■ Work item ■
Copy the complete listing that follows, letter for letter.

■ Given records ■
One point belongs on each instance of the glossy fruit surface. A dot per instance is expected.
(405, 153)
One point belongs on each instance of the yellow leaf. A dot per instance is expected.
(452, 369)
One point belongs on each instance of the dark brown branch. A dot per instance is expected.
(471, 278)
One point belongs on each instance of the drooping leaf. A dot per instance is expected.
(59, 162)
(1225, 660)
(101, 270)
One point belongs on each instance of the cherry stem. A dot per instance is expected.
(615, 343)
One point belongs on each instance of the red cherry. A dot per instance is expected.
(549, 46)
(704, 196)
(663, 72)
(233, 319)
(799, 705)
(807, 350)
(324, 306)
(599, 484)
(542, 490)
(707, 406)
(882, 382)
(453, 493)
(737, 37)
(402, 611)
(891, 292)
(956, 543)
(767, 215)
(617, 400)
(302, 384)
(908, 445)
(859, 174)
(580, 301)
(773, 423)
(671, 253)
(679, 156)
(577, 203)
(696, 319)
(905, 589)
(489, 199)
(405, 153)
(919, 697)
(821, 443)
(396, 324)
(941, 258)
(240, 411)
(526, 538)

■ Completed exercise ■
One point belongs on each instance of the glossy fruit surface. A dot per instance is expected.
(405, 153)
One point belongs on each instance of the yellow leaf. A dot per instance is expected.
(452, 369)
One point belongs on each instance of the dark brown branch. A dot per instance is expected.
(471, 278)
One point belongs on each instance of the drooping leaf. A dot per instance is expected.
(59, 162)
(1225, 660)
(101, 270)
One point belongs on each instance of the cherry stem. A dot per instance is expected.
(615, 343)
One point belongs on each instance of the red cherry. A dot per instance is expected.
(549, 46)
(704, 196)
(663, 72)
(233, 319)
(799, 705)
(807, 350)
(324, 306)
(599, 484)
(542, 490)
(707, 406)
(882, 382)
(453, 493)
(737, 37)
(402, 611)
(891, 292)
(956, 543)
(767, 215)
(617, 400)
(302, 384)
(908, 445)
(859, 174)
(580, 301)
(773, 423)
(671, 253)
(679, 156)
(577, 203)
(696, 319)
(905, 589)
(489, 199)
(405, 153)
(919, 697)
(821, 443)
(396, 324)
(941, 258)
(240, 411)
(526, 538)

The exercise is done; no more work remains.